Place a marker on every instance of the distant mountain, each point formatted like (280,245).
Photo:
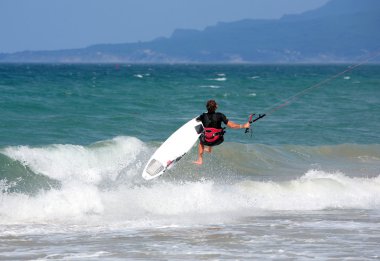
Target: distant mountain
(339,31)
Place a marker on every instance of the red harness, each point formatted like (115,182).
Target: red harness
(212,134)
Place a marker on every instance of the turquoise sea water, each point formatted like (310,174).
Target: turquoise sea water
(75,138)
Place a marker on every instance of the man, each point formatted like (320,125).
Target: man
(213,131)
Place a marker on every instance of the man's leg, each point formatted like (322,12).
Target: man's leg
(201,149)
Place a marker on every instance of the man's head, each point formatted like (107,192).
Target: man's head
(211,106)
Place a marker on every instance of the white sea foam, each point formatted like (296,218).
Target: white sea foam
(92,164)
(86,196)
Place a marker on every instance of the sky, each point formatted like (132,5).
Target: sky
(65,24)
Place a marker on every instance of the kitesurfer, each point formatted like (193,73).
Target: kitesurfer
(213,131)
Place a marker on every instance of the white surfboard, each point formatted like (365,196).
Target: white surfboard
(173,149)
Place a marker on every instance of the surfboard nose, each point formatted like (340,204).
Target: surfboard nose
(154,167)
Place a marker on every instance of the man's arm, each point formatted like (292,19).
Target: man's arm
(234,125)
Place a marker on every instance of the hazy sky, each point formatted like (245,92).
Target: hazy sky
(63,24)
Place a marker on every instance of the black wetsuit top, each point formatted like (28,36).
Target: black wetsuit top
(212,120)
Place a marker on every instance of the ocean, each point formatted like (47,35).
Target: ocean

-- Work instruction --
From the listing above, output exactly the run of lines that starts with the line containing "Place a marker on every instance of the man, each" and ends with the line containing "Place a marker on every instance of the white sea".

-- Output below --
Place a marker on every instance of the man, each point formatted like (320,125).
Target: man
(213,131)
Place a marker on every instance of the man's leg, each point formatted like (322,12).
Target: man's leg
(201,149)
Place a marker on every instance of the man's head, each point formatted like (107,192).
Target: man's head
(211,106)
Place a marker on every instance of the white sea foam, each point formatted like (296,218).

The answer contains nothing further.